▸ WHAT YOU NEED TO DO: Your answer should hold exactly the lines from the line containing "of the jesus" through the end of the entries that follow.

▸ SUPPLIED MATERIAL:
——————————

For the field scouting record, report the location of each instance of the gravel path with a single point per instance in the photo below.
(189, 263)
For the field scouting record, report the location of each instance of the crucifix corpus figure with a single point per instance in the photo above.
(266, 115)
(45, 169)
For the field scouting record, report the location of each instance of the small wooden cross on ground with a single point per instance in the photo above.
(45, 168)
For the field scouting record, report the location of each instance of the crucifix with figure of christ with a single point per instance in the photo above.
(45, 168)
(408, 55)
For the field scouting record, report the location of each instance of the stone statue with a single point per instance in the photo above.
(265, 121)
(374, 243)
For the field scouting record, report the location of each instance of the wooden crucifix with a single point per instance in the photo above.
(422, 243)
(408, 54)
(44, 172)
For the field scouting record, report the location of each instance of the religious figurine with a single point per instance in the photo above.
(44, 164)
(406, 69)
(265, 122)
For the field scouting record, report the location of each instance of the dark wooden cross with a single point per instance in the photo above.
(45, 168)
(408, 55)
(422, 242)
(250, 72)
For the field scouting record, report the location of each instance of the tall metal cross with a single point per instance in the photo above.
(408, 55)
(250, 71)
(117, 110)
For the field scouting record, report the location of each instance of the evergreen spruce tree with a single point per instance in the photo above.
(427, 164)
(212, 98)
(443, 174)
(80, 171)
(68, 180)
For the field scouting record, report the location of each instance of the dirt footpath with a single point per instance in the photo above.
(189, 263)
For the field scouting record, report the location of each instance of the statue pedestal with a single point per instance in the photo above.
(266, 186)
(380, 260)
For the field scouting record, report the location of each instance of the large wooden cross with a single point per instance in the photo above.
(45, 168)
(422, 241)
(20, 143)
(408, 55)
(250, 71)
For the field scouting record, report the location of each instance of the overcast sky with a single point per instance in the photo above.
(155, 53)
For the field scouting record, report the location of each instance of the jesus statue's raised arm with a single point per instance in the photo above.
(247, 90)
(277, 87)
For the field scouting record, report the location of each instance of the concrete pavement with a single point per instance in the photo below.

——————————

▸ WRITTEN REPLY:
For the field scouting record, report the location of each instance of the jesus statue's raised arm with a single point per instance in the photo above.
(247, 90)
(277, 87)
For the field scouting record, report the location of each instance of the concrete pavement with a single point per instance in the photo below.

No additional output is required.